La rénovation représente un vivier d’emplois, mais aussi un risque de tensions sur ces métiers

Petit exercice de prospective: à quoi ressemblera l’emploi en 2030? Dans un récent rapport, France Stratégie essaye d’anticiper sur les gros bouleversements en perspective. Avec la rénovation énergétique qui prend son envol, le secteur du bâtiment ne sera pas épargné. Oui, la transition écologique représente un sacré vivier d’emplois, mais elle annonce aussi de sérieuses tensions pour les métiers du bâtiment.

(Entrées enregistrées)
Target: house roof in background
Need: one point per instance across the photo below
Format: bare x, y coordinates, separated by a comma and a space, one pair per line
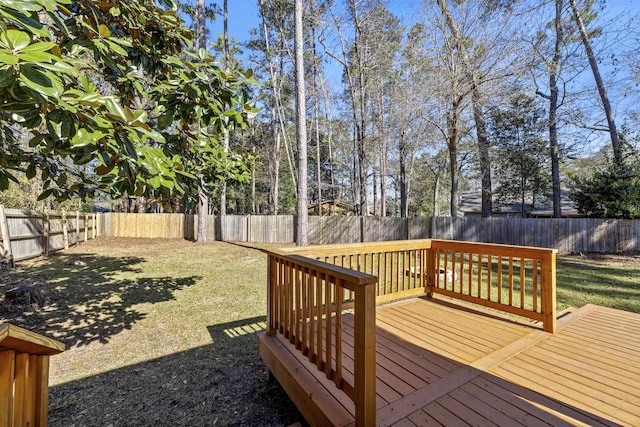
471, 203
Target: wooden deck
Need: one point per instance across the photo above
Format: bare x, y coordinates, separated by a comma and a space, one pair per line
443, 364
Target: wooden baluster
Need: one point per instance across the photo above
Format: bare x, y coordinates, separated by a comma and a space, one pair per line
480, 275
380, 285
339, 298
42, 390
319, 320
329, 281
21, 381
523, 283
470, 267
313, 286
444, 275
548, 272
396, 267
462, 263
295, 339
270, 293
365, 356
305, 309
534, 279
289, 300
7, 373
489, 271
511, 281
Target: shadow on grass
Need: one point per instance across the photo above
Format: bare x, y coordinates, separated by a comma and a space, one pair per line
223, 383
583, 281
86, 298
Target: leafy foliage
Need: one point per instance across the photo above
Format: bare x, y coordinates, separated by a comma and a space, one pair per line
76, 77
613, 192
520, 149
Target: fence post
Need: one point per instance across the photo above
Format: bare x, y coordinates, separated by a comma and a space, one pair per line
6, 238
65, 231
77, 227
45, 233
548, 285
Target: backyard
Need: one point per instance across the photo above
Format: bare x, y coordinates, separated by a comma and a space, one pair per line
162, 332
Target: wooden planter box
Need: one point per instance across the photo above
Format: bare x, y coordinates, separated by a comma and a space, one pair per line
24, 376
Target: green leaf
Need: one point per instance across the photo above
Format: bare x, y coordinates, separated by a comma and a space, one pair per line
35, 79
6, 76
38, 47
45, 194
19, 19
116, 48
8, 59
104, 31
31, 171
4, 181
15, 39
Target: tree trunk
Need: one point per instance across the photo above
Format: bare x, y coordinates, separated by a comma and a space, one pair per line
203, 210
483, 149
316, 119
452, 145
225, 131
402, 148
613, 132
553, 110
301, 129
478, 115
203, 197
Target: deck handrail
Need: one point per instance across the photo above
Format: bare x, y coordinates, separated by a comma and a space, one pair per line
306, 300
520, 280
408, 268
24, 376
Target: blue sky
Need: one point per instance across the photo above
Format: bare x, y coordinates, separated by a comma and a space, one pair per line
243, 14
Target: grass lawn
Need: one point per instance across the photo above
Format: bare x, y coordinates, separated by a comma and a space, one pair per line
158, 332
162, 332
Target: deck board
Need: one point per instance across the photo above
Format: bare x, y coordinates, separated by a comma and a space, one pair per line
438, 364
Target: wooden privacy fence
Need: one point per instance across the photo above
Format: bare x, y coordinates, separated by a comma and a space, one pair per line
568, 235
24, 376
312, 291
28, 234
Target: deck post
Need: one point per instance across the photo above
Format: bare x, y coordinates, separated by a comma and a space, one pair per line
271, 283
549, 291
430, 277
365, 355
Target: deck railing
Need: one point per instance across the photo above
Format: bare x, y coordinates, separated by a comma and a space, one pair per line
310, 288
306, 302
515, 279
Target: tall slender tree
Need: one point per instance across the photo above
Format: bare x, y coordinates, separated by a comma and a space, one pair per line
301, 128
602, 91
225, 134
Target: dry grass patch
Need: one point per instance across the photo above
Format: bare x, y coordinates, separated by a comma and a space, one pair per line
158, 332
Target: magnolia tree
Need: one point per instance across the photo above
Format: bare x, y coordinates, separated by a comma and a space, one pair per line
114, 86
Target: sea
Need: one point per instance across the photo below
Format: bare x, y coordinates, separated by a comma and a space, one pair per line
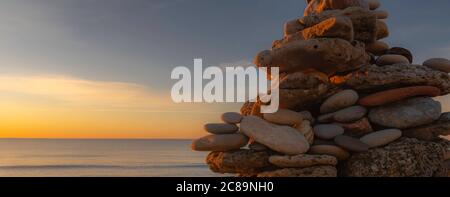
100, 158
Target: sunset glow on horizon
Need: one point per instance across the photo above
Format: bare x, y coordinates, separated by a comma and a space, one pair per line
102, 69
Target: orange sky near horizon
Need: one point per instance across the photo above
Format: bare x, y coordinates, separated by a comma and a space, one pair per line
68, 107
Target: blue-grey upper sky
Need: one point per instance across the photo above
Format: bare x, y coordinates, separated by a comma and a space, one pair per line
140, 41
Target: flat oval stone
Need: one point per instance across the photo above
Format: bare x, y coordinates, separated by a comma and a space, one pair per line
351, 144
377, 48
326, 118
401, 51
335, 151
283, 139
306, 115
221, 128
381, 138
391, 59
394, 95
440, 64
357, 129
232, 117
407, 113
284, 117
324, 142
328, 131
302, 161
350, 114
307, 131
257, 146
339, 101
220, 142
374, 4
381, 14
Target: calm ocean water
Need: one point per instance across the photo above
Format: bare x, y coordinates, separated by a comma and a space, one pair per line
58, 157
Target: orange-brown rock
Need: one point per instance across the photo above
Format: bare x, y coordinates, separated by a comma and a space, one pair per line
318, 6
381, 14
401, 51
335, 27
299, 91
394, 95
377, 48
376, 78
328, 55
358, 128
364, 22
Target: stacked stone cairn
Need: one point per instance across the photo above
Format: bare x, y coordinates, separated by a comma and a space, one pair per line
351, 105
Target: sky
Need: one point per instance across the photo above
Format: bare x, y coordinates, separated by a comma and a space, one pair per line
101, 69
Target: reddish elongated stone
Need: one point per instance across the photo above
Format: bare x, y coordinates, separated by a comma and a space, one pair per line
394, 95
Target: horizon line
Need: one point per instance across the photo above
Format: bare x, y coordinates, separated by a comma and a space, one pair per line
47, 138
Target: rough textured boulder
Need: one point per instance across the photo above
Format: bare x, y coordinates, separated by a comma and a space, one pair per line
283, 139
327, 55
318, 6
431, 132
404, 158
374, 78
316, 171
335, 27
299, 91
241, 161
302, 161
364, 22
358, 128
407, 114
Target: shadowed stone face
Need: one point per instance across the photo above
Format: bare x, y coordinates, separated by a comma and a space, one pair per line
318, 6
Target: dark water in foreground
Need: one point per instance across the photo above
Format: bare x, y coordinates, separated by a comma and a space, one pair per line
59, 157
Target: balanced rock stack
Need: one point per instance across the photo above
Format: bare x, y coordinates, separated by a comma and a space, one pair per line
351, 105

§ **LISTE DES CONSIGNES**:
(a) D'après le texte sur la rénovation, quel organisme a publié le récent rapport qui cherche à anticiper l'emploi en 2030 ?
(b) Résumez le texte sur la rénovation en deux phrases.
(c) Recopiez à l'identique, s'il vous plaît, le passage du texte sur la rénovation allant de "Petit exercice de" jusqu'à "métiers du bâtiment." inclus.

§ **RÉPONSES NUMÉROTÉES**:
(a) France Stratégie.

(b) Un récent rapport de France Stratégie tente d'anticiper les gros bouleversements de l'emploi d'ici 2030, et le secteur du bâtiment sera concerné avec l'essor de la rénovation énergétique. La transition écologique représente un vivier d'emplois, mais elle annonce aussi de sérieuses tensions pour les métiers du bâtiment.

(c)
Petit exercice de prospective: à quoi ressemblera l’emploi en 2030? Dans un récent rapport, France Stratégie essaye d’anticiper sur les gros bouleversements en perspective. Avec la rénovation énergétique qui prend son envol, le secteur du bâtiment ne sera pas épargné. Oui, la transition écologique représente un sacré vivier d’emplois, mais elle annonce aussi de sérieuses tensions pour les métiers du bâtiment.